Marijô espera não perder sua pensão do Brasil e diz que é segurança psicológica poder voltar e viver tranqüila. Sabe que, neste caso, tem direito de continuar recebendo sua aposentadoria suíça, mas nunca entendeu bem o sistema. Hoje, ela se diz muito satisfeita com o sistema de previdência na Suíça, mas, se pudesse escolher, gostaria de ser enterrada no túmulo com a mãe em sua terra natal.

Sempre trabalhei na Suíça

“Não pretendo voltar ao Brasil para morar”, explica o jornalista Gabriel Barbosa, 70 anos, aposentado. Natural do Estado de Minas Gerais, região central do Brasil, Barbosa acredita que, com suas influências européias, sua idade e o fato de estar há 45 anos residindo na Europa, “seria difícil se readaptar ao País, tanto profissional quanto social e financeiramente, até porque gente idosa é, em geral, menos flexível”.

Mas nem por isso ele deixa de viajar freqüentemente ao Brasil em busca do calor, da família e dos velhos amigos. Nessas viagens, entretanto, ele constata, cada vez mais, como diminuíram suas afinidades com o jeito brasileiro de viver. Ele não cita apenas fatores negativos como segurança, que considera o mais preocupante. Fala da desorganização bastante generalizada, de uma burocracia irritante que implica em “um gasto absurdo de papel e uma perda de tempo para milhares, milhões de brasileiros”, e, ainda, o pouco de respeito humano, manifestado em relação a toda pessoa que pareça de condição inferior.

Barbosa, como é chamado por seus amigos, reconhece, evidentemente os aspectos positivos do País e as qualidades afáveis do brasileiro, especialmente, nas regiões que mais freqüenta, os Estados de Minas Gerais, Goiás e São Paulo. Alguns exemplos são o carinho das pessoas queridas, a forma delicada como os visitantes são tratados, a fartura nas casas de quem tem muito ou pouco dinheiro, a generosidade, a natureza, o bom clima (quando o calor não é excessivo), fator particularmente apreciado para quem vive numa Suíça de tempo extremamente instável, cinzento, por vezes quase lúgubre e pouco pródiga em sol.

É natural, portanto, que tais fatores não pendam para o lado brasileiro, uma vez que se acostumou à mentalidade européia, nos quase dois terços de sua vida passados na Europa. Some-se a isso o fato de que Barbosa casou-se com uma holandesa e tem um casal de filhos bem suíços, até porque nasceram e cresceram na terra de Guilherme Tell.

Barbosa veio muito cedo para o Velho Continente. Conseqüentemente, se profissionalizou na Suíça e não chegou a pagar a previdência social no Brasil. Por conseguinte, não recebe pensão do governo brasileiro. Entretanto, recebe a primeira faixa da Previdência local, o “seguro velhice e sobreviventes” (AVS-AI/AHV-IV, o denominado “primeiro pilar” na Suíça. É uma simples ajuda, destinada a garantir a subsistência do segurado, mas que dá apenas para sobreviver, em condições pouco invejáveis.

Na Suíça, Barbosa ainda recebe uma pensão suplementar, correspondente à metade de último salário de jornalista. Se tivesse contribuído integralmente, receberia 60% de percentagem mínima, valor relativo à segunda faixa do Sistema de Aposentadoria suíço, o “segundo pilar”.

----------------------------------------

Tarefa proposta 1 = Quais linhas dos registros abaixo contêm a palavra "dresser"? Localize-as e copie cada uma.
O texto citado e os registros são materiais independentes entre si.

----------------------------------------

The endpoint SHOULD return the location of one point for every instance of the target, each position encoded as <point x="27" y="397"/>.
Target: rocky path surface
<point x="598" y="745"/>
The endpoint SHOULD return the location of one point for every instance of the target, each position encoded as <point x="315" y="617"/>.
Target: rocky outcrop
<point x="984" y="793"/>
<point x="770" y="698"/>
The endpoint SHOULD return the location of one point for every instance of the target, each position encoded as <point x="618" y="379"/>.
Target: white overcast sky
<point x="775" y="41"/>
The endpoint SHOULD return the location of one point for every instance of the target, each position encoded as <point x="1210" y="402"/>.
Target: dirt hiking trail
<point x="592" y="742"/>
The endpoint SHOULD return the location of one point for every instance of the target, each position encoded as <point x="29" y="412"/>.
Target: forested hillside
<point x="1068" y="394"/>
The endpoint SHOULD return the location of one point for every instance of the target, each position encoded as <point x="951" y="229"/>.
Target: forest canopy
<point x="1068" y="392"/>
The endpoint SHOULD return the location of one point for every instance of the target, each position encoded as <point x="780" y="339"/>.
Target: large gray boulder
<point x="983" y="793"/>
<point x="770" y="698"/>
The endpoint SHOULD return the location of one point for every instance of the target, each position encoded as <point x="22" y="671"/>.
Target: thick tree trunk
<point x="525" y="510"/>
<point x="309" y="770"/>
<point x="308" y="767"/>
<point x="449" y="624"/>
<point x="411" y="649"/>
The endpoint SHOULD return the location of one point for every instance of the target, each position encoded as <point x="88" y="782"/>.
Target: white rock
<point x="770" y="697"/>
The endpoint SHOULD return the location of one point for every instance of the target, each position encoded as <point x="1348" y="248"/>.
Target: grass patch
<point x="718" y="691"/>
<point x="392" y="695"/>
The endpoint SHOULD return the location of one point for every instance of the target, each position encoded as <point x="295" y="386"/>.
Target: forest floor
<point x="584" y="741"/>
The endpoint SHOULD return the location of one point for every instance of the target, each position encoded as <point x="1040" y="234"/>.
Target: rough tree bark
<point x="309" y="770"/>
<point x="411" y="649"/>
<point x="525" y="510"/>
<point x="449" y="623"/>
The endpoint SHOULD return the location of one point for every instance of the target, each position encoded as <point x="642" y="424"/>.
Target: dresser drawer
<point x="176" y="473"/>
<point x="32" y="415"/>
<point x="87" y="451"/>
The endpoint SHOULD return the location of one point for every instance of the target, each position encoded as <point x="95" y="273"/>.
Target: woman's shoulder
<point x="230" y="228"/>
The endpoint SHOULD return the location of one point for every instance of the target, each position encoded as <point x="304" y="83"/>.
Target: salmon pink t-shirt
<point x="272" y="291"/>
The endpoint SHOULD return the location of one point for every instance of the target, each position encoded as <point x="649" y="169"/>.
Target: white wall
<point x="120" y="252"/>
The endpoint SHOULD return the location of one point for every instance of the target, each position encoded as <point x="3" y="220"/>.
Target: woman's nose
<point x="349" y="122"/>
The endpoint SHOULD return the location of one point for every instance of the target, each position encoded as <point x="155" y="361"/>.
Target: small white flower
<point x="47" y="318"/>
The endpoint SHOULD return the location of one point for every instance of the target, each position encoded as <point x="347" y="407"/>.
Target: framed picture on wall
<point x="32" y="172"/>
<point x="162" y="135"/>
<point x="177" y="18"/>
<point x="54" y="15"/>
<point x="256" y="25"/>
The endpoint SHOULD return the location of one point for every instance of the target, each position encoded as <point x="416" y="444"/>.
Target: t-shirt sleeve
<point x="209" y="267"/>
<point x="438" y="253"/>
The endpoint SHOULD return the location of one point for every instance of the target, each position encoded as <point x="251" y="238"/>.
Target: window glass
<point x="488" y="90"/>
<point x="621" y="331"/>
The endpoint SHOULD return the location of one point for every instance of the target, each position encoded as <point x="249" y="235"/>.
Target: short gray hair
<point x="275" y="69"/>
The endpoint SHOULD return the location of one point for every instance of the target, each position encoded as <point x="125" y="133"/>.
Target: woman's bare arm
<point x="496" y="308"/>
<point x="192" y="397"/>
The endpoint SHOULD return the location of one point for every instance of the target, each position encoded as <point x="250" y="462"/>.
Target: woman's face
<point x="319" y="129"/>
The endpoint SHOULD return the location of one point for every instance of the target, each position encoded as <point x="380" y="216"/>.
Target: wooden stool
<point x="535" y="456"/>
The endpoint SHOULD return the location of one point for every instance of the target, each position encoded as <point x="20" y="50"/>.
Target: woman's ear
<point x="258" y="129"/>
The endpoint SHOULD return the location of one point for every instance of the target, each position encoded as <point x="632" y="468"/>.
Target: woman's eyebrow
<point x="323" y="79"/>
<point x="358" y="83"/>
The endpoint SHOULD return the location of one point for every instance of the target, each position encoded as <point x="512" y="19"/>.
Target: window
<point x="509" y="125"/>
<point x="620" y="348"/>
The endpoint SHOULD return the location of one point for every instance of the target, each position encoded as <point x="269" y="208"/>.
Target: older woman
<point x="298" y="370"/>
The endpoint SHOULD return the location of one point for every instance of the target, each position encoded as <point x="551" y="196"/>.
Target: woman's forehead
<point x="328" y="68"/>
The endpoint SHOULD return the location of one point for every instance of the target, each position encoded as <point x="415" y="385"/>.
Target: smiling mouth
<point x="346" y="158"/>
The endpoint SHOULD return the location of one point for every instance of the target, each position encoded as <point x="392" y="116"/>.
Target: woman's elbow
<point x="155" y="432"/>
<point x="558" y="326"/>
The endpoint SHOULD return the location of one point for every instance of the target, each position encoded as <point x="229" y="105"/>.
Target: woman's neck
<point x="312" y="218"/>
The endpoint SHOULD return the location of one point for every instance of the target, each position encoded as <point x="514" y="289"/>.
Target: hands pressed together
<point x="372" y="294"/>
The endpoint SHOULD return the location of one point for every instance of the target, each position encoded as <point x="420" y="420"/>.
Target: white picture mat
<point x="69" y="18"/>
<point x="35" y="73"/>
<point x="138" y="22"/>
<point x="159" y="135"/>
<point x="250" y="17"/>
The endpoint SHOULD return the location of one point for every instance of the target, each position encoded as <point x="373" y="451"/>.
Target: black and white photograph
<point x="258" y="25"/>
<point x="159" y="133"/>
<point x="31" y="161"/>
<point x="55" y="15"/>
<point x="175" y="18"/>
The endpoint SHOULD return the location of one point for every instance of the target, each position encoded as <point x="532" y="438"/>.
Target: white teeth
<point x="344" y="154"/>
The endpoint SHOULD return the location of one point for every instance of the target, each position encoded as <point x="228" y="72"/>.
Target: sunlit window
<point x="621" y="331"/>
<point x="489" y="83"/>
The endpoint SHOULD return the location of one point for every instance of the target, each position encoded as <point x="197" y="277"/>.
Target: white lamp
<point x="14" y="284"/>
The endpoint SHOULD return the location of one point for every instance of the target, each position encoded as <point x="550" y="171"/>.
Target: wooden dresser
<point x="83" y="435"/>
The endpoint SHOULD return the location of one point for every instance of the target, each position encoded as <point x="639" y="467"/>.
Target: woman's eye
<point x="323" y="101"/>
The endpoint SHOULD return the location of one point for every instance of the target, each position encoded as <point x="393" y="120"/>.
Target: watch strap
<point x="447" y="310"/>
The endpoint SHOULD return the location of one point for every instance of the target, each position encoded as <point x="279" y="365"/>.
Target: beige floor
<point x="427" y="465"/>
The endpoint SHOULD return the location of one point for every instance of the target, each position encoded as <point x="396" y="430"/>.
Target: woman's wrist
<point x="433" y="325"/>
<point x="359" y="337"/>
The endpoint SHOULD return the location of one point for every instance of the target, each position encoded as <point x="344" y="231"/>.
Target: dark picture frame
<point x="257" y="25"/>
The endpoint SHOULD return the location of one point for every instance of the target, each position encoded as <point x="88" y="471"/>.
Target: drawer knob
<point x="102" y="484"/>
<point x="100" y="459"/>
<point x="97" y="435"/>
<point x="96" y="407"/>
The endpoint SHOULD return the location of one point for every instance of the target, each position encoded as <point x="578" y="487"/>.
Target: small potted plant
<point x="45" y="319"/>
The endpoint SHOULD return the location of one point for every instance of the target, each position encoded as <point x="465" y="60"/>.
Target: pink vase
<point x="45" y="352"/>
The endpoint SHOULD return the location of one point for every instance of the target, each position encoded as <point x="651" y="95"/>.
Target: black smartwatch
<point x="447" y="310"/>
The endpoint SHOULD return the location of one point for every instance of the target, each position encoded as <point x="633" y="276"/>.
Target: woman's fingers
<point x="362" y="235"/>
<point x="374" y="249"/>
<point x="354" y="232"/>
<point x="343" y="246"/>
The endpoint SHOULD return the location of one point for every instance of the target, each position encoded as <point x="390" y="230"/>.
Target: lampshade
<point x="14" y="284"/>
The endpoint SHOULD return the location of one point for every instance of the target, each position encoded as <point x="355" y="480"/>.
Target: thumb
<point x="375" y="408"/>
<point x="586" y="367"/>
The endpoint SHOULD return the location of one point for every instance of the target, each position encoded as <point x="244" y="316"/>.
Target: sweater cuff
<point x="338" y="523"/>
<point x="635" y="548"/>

----------------------------------------

Tarefa proposta 2 = No trecho do texto citado que começa com as palavras contendo "Barbosa veio muito" e termina com "condições pouco invejáveis.", substitua "Velho Continente" por "continente europeu" e reproduza o trecho inteiro.

Resultado da tarefa 1 =
Target: dresser drawer
Target: wooden dresser

Resultado da tarefa 2 =
Barbosa veio muito cedo para o continente europeu. Conseqüentemente, se profissionalizou na Suíça e não chegou a pagar a previdência social no Brasil. Por conseguinte, não recebe pensão do governo brasileiro. Entretanto, recebe a primeira faixa da Previdência local, o “seguro velhice e sobreviventes” (AVS-AI/AHV-IV, o denominado “primeiro pilar” na Suíça. É uma simples ajuda, destinada a garantir a subsistência do segurado, mas que dá apenas para sobreviver, em condições pouco invejáveis.